▶ [CONSIGNE]: Prolongez le texte sur Palmyre et le cinéma d'Obama à partir de sa dernière phrase.

▶ [EXTRAIT SOURCE]:
***

Palmyre ou le cinéma d’Obama.
Le cinéma n’est pas à Cannes où la foule contemple la montée des marches. Il est dans le monde où les peuples regardent l’agitation de ceux qui sont censés les diriger et qui font leur cinéma. Pendant qu’Obama ravit les gogos en compagnie de la « first lady », fait les magasins, crée un compte Twitter, ou se prend des « selfies », les ravages de sa politique envahissent le monde réel. Mais, sur les écrans on projette le film d’une guerre simulée contre l’ennemi mondial, le terroriste infiniment cruel qu’aucune force ne semble pouvoir arrêter. Ce n’est pas du James Bond ni du Batman, mais Al Bagdadi échappe aux drones, et ses armées de fanatiques bousculent toute résistance. Le « méchant » gagne. Le monde a peur. Exécutions barbares, massacres, destructions provocantes de chefs-d’oeuvres. Tout cela cela ressemble à une fiction. Devant l’envahisseur, l’Etat islamique, qui justement n’est pas un Etat, mais une organisation non gouvernementale dont personne ne reconnaît la légitimité, les forces coalisées de plus de 22 pays sont impuissantes. Où est donc passé le héros qui doit sauver le monde ?

***

[Lignes d'un jeu de données]
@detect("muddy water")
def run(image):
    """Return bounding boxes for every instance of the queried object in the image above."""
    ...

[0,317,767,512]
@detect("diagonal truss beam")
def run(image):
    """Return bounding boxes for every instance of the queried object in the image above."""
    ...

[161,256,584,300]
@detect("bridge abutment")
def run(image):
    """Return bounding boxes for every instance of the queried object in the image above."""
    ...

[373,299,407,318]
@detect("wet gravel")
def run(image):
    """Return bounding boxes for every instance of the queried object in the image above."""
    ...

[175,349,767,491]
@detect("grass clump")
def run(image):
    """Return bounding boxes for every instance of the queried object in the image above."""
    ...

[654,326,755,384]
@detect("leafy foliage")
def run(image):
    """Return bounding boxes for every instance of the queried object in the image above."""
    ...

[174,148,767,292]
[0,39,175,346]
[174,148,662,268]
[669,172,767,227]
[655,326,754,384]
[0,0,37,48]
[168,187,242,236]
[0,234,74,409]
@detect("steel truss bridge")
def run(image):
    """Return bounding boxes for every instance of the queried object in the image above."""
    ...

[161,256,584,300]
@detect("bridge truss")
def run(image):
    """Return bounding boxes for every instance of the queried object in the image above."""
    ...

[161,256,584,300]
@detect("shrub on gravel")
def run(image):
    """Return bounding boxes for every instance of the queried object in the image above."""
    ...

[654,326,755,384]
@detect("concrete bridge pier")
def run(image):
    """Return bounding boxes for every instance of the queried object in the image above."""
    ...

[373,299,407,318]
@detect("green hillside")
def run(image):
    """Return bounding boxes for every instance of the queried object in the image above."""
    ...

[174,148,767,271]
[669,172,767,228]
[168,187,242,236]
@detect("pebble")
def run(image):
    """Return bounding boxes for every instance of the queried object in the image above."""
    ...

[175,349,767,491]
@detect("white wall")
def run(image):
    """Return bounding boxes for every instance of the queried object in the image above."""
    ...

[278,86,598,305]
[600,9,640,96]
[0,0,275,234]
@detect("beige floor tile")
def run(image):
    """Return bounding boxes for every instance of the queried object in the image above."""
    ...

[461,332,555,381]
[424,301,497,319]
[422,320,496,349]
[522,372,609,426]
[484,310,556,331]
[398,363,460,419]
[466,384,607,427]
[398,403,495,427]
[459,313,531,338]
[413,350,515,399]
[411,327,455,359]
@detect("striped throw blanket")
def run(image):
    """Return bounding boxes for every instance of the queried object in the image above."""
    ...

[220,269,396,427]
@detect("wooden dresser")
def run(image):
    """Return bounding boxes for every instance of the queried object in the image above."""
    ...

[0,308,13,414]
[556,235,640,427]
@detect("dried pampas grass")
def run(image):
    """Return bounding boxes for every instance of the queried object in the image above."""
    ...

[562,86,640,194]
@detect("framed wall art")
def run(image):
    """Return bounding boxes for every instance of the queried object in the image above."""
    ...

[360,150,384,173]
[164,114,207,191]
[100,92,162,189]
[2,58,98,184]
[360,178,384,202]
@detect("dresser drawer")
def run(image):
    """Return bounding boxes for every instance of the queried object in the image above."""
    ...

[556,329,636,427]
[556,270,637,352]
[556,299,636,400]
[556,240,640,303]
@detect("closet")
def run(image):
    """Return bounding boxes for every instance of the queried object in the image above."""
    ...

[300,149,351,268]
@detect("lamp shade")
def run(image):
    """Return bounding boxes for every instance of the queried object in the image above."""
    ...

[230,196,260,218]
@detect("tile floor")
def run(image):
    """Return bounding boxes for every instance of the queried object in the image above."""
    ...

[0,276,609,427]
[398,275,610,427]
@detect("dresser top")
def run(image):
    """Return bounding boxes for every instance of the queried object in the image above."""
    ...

***

▶ [RÉPONSE]:
Des otages occidentaux sont assassinés, des Chrétiens présents dans cette région du globe, plusieurs siècles avant que Mahomet ne prétende avoir reçu un livre que Dieu aurait fait descendre sur lui, sont chassés, réduits en esclavage ou martyrisés, des monuments sont détruits, des ressources naturelles accaparées, des trafics organisés. Le mal semble s’étendre inexorablement du désert vers les deux capitales historiques des califats omeyyade et abbasside, Damas et Bagdad, fâcheuse répétition de l’histoire qui doit nourrir bien des prédications et enflammer les imaginations jusque dans nos banlieues. Des tentacules se projettent comme en Libye ou au Yemen. Des ralliements s’opèrent. Des réseaux s’infiltrent dans nos quartiers où de nouveaux Merah, Kouachi ou Koulibaly attendent leur heure. Et on veut nous faire croire que devant ce désastre, conscients des périls sur leur propre sol, les pays les plus puissants et les plus riches de la planète sont incapables de terrasser l’adversaire, voire de l’anéantir ? Il a fallu quelques jours pour mettre à genoux la Serbie, pour déloger Saddam Hussein et pour en finir avec Kadhafi, qui régnaient sur des Etats, et ce serait impossible avec le prétendu Etat islamique ? Mesure-t-on les répercussions dans l’esprit de beaucoup de musulmans d’une telle apparence d’invincibilité ? Or, on ne fait à l’Etat islamique qu’une apparence de guerre, avec des avions et des drones, mais sans troupes au sol. Quels en sont les résultats ?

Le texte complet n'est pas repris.